___ Extracted entries
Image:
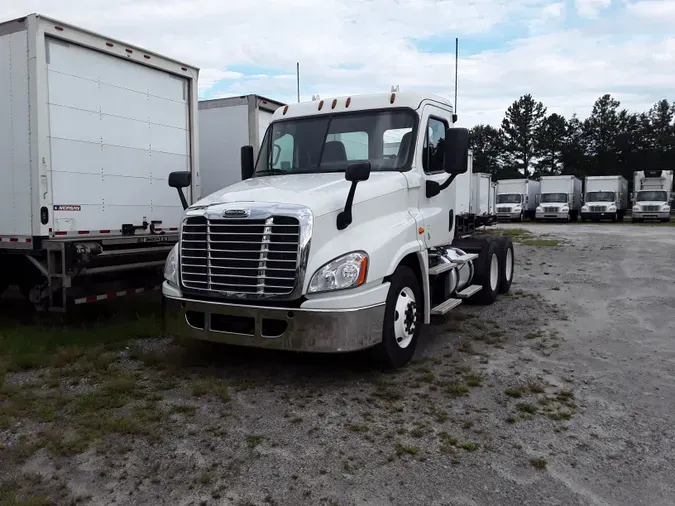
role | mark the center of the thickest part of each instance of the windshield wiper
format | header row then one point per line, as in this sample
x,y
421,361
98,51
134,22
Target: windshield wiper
x,y
271,172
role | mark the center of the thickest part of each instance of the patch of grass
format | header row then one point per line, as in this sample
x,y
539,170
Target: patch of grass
x,y
474,380
253,440
402,449
516,393
538,463
525,407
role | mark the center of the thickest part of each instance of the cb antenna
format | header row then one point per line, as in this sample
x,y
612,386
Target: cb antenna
x,y
454,116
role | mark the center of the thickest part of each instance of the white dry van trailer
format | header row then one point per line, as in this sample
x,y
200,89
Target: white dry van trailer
x,y
516,198
559,198
91,127
225,125
334,241
652,193
606,197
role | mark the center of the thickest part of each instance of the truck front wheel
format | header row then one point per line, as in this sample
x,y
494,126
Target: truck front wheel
x,y
403,319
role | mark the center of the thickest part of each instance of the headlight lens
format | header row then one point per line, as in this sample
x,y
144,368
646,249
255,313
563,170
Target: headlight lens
x,y
171,266
347,271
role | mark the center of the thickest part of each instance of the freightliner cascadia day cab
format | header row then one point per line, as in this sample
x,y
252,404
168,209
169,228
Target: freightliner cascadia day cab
x,y
606,198
340,236
225,125
516,199
90,129
559,198
652,195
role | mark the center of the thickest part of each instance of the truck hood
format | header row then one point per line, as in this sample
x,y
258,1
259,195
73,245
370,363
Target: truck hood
x,y
322,193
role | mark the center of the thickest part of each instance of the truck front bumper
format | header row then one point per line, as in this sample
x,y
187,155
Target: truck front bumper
x,y
541,215
651,215
297,329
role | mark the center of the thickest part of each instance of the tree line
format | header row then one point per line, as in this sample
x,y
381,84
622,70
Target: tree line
x,y
611,141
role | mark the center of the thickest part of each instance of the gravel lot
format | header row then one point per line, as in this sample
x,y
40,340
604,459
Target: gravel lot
x,y
558,394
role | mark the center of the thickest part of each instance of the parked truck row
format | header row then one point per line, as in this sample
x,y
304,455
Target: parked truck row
x,y
565,198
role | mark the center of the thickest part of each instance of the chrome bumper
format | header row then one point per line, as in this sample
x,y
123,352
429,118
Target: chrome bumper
x,y
313,330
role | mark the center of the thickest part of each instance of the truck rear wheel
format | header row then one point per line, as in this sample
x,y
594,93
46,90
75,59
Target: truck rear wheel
x,y
403,319
506,263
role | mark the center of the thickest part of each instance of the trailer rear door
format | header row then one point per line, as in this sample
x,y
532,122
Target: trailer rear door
x,y
117,129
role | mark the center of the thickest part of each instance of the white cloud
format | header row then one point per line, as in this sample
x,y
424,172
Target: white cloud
x,y
352,46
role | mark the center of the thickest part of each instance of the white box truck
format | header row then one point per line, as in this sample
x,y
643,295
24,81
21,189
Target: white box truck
x,y
516,199
559,198
652,195
91,127
329,245
606,197
225,125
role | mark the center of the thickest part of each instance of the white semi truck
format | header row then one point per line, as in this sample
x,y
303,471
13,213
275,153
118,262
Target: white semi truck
x,y
225,125
90,128
334,241
559,198
516,199
606,198
652,195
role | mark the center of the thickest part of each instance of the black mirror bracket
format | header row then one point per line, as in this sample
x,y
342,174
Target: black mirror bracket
x,y
344,219
434,188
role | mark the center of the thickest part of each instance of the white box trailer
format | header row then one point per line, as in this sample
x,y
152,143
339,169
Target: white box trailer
x,y
516,198
91,128
606,197
225,125
559,198
652,195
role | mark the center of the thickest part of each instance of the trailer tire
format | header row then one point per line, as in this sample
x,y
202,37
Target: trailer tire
x,y
507,261
403,319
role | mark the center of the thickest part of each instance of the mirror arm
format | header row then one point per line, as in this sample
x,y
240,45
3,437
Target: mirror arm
x,y
344,219
433,188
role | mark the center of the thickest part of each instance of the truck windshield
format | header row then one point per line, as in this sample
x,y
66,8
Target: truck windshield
x,y
509,198
554,197
328,143
652,196
600,197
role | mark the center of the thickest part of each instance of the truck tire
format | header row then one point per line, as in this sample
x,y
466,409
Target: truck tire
x,y
403,319
507,262
487,250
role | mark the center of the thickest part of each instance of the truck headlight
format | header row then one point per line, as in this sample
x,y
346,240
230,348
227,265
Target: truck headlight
x,y
171,266
347,271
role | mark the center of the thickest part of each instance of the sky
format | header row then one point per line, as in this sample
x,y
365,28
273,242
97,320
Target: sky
x,y
565,53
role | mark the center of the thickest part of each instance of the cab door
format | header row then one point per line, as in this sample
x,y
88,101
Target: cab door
x,y
435,211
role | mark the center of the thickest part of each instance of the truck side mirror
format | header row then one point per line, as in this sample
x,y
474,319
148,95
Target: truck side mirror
x,y
354,173
247,164
456,150
179,180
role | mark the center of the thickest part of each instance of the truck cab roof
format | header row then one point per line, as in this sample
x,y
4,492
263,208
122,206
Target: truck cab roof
x,y
363,102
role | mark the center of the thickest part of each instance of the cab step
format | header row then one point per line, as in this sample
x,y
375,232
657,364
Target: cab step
x,y
441,268
469,291
446,306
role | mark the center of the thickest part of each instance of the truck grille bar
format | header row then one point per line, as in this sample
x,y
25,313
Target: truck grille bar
x,y
242,257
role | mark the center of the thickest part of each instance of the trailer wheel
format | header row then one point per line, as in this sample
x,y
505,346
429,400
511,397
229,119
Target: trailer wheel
x,y
507,262
403,319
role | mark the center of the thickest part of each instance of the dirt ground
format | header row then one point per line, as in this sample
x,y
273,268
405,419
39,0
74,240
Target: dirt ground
x,y
560,393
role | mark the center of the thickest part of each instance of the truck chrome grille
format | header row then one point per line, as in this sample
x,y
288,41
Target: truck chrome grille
x,y
240,256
______
## Challenge
Without the images, write out each line of the data verbatim.

## Full answer
Image:
role | mark the center of the thickest part of each instance of the windshield wiper
format | header row then one point per line, as in this sample
x,y
421,361
98,51
134,22
Target: windshield wiper
x,y
271,172
role | mark the center of the thickest part of each instance of the patch of grass
format | header row then one point per line, as in this sample
x,y
539,170
Target: patch of grass
x,y
474,380
253,440
402,449
516,393
538,463
525,407
role | mark the center of the thickest part of each instance of the cb antenna
format | header row then one point per line, as in this sample
x,y
612,386
Target: cb antenna
x,y
454,116
role | mark the center of the thickest part of each instance of the white dry van trailer
format | header row then one point per line, as in this sample
x,y
200,89
Target: white dry van trailer
x,y
516,198
559,198
91,127
225,125
334,241
652,193
606,197
role | mark the center of the thickest part of each instance of the truck front wheel
format | header row then one point per line, as in this sample
x,y
494,126
Target: truck front wheel
x,y
403,319
role | mark the center of the thickest part of each instance of the headlight lens
format | header row then one point per line, as in this sample
x,y
144,368
646,249
255,313
563,170
Target: headlight lens
x,y
171,266
347,271
role | mark the center of the thickest part of each instance of the freightliner cascadia day cab
format | header row then one point per line, as in this sample
x,y
252,404
168,209
169,228
Target: freightliner cascadia day cab
x,y
606,198
340,236
225,125
516,199
90,129
559,198
652,195
role | mark the center of the thickest part of each instance of the truck hood
format | header row then one point per line, as in this sample
x,y
258,1
259,195
73,245
370,363
Target: truck hood
x,y
322,193
role | mark the center of the thickest part of each instance of the truck front bumper
format | header row then one point per line, as in this sample
x,y
187,155
Target: truck front bumper
x,y
541,215
651,215
297,329
role | mark the center of the thickest part of each instance of the tree line
format | header row then one point per line, as in this sample
x,y
381,84
622,70
Target: tree line
x,y
611,141
role | mark the center of the thickest part of each instance of the gravel lot
format | header row then one point per line, as in this sample
x,y
40,340
604,459
Target: gravel lot
x,y
558,394
role | mark the center of the thickest part of each instance of the parked truck row
format | header row then one point per line, as in this sample
x,y
304,455
Target: parked truck row
x,y
565,198
role | mark the center of the thickest part of each instance of the chrome bumper
format | header row then one point per line, as in this sample
x,y
123,352
429,118
Target: chrome bumper
x,y
313,330
role | mark the center of the thickest part of each instance of the truck rear wheel
format | header row then one point per line, as in this sample
x,y
594,93
46,90
75,59
Target: truck rear wheel
x,y
403,319
506,263
role | mark the center of the thickest part of each instance of the trailer rear door
format | header row then one point per line, as in this sample
x,y
532,122
Target: trailer rear door
x,y
117,129
role | mark the center of the thickest part of each instance of the white cloud
format | header row then one point per line, as in this sample
x,y
424,172
Target: white cloud
x,y
352,46
role | mark the center of the thickest part of each instance of the white box truck
format | header row then one point per line, as in this sample
x,y
643,295
24,81
21,189
Target: white box truck
x,y
516,199
559,198
652,195
91,127
329,245
606,197
225,125
role | mark the center of the thickest part of each instance of the white semi truck
format | header row then one point per line, as in this sample
x,y
303,471
13,213
275,153
118,262
Target: white semi truck
x,y
225,125
90,128
334,241
559,198
516,199
606,198
652,195
role | mark the center of the thickest part of each instance of the black mirror bracket
format | header row then one point per line, as in this sample
x,y
342,174
Target: black mirror bracket
x,y
344,219
434,188
role | mark the center of the thickest part of each instance of the white box trailer
format | header row then one point per line, as in this sample
x,y
152,143
339,169
Target: white box trailer
x,y
516,198
91,128
606,197
225,125
559,198
652,195
role | mark the center of the thickest part of each instance of the trailer tire
format | header row then one point per line, as in this sample
x,y
202,37
Target: trailer tire
x,y
507,261
403,319
role | mark the center of the thickest part of each instance of the mirror arm
format | header row then one point per line, as in this sample
x,y
240,45
3,437
Target: mirror arm
x,y
344,219
433,188
role | mark the center of the thickest part of each instance of the truck windshield
format | header row then one point per line, as in this sample
x,y
66,8
Target: truck windshield
x,y
509,198
554,197
328,143
652,196
600,197
role | mark the center of the thickest part of each instance of the truck tire
format | header row then one point per line, as in this sample
x,y
466,409
Target: truck tire
x,y
403,319
507,262
487,250
role | mark the center of the thickest part of each instance of the truck headlight
format | header row then one point per line, as in this sample
x,y
346,240
230,348
227,265
Target: truck headlight
x,y
171,266
347,271
role | mark the center of the thickest part of each instance of the sky
format | header row then one point per line, as in this sample
x,y
365,28
273,242
97,320
Target: sky
x,y
565,53
role | mark the center of the thickest part of each instance of the cab door
format | header row then one point per line, as in this sample
x,y
88,101
Target: cab door
x,y
435,211
role | mark the center of the thickest part of each instance of the truck side mirror
format | header row then one point per line, as in this sample
x,y
474,319
148,95
Target: truck side mirror
x,y
354,173
247,164
456,150
179,180
role | mark the center of the thickest part of each instance of the truck cab roof
format | header row then one point per line, as in this sample
x,y
4,492
263,208
122,206
Target: truck cab roof
x,y
363,102
role | mark the center of the thickest part of each instance of the cab step
format | header row then one point per line, as in this sample
x,y
375,232
657,364
Target: cab step
x,y
441,268
469,291
446,306
role | mark the center of the thickest part of each instance of the truck grille bar
format | header row then one point per line, as in this sample
x,y
25,313
Target: truck grille bar
x,y
242,257
role | mark the center of the thickest part of each instance of the trailer wheel
format | header row then one point per line, as in this sample
x,y
505,346
429,400
511,397
229,119
Target: trailer wheel
x,y
507,262
403,319
role | mark the center of the thickest part of each instance of the dirt ground
format | header row then one point per line, as in this sample
x,y
273,268
405,419
39,0
74,240
Target: dirt ground
x,y
560,393
role | mark the center of the thickest part of each instance of the truck chrome grille
format | header row then one point per line, as in this sample
x,y
288,41
Target: truck chrome grille
x,y
240,256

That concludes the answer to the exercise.